To be done —
• A. For each statement below, answer yes or no on whether it agrees with the Wunderlich forum post, and quote the deciding words from that post: (i) the company was founded in 1854; (ii) the founder kept making instruments himself throughout his career; (iii) the signatures of the regional craftsmen who made certain models appeared on those instruments.
• B. Proceed with the Wunderlich forum post, picking up after its final sentence.

Excerpted text —
########

This is from Dr. Enrico Weller on the museum-markneukirchen .de forum

Die Firma C. A. Wunderlich (gegr. 1854, aufgelöst 1966, Schutzmarke Ceâ) galt in der ersten Hälfte des 20. Jahrhunderts als eines der bedeutendsten Großhandelsunternehmen für Musikinstrumente im Vogtland. Der Firmengründer Carl August Wunderlich I (1826-1911) war zwar gelernter Metallblasinstrumentenbauer, später wurden jedoch selbst keine Instrumente mehr hergestellt.

Was Wunderlich von anderen Musikinstrumentenhändlern unterscheidet, ist die Tatsache, dass er bestimmte Modelle seines Sortiments von namhaften Handwerkern der Region herstellen ließ, auch wenn deren Signatur dann trotzdem nicht erschienen ist.
...
Mit freundlichen Grüßen
E. Weller
Helen translate says:

The company C.A. Wunderlich (founded in 1854, disolved 1966, trademark Cea) was one of the most important wholesalers for musical instruments in Vogtland during the first half of the 20th century. Despite being trained as a brass wind maker, he company's founder Carl August Wunderlich (1826-1911) later did not make anymore instruments himself.

########

Record extracts —
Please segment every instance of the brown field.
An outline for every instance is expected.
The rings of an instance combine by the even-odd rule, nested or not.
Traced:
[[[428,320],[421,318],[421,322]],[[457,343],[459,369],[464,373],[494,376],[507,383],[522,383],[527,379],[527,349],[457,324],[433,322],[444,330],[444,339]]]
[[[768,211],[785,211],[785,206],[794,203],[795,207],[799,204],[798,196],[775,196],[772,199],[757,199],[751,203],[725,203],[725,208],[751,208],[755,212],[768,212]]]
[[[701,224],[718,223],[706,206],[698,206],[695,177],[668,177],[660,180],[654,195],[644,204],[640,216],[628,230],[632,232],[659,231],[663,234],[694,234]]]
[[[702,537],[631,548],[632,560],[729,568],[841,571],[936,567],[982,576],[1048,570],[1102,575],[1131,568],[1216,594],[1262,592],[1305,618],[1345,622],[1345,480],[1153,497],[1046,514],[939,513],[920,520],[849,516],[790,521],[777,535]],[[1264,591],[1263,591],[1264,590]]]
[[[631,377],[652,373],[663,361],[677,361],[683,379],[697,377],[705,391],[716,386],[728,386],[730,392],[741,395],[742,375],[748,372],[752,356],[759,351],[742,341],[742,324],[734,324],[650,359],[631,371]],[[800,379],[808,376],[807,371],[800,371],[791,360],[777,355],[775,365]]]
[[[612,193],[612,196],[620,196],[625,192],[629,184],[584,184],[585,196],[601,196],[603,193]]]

########

Results of the tasks —
• A.
(i) Yes: "founded in 1854"
(ii) No: "later did not make anymore instruments himself"
(iii) No: "auch wenn deren Signatur dann trotzdem nicht erschienen ist"

• B.
What differentiates Wunderlich from other musical instruments wholesalers, is the fact he had certain models of his product range manufactured by prestigious craftsmen in the region, even though their signature did not appear on the instrument.
There is nothing in any of the German literature I have come across that says that Wunderlich made their own saxophones. That catalogue page you link to, I also have. It is from a 1938 C.A. Wunderlich catalogue, but nowhere on that page do I see a mention that they made these horns themselves. All it says is: "try my saxophone".

That being said, Uwe Ladwig did unearth something that he mentions in his book, as well as on the markneukirchen museum forum:

die Handelsfirma C. A. Wunderlich wurde von Carl August Wunderlich I (1826-1911) gegründet, der gleichnamige Enkel war dort ab 1907 Prokurist, ab 1908 auch Gesellschafter. Die Firma wurde 1966 liquidiert. Für C. A. Wunderlich wurde am 15.02.1940 das DRGM 1483672 für ein „Saxophon mit offener Cis-Klappe“ eingetragen. ....
Helen translate again...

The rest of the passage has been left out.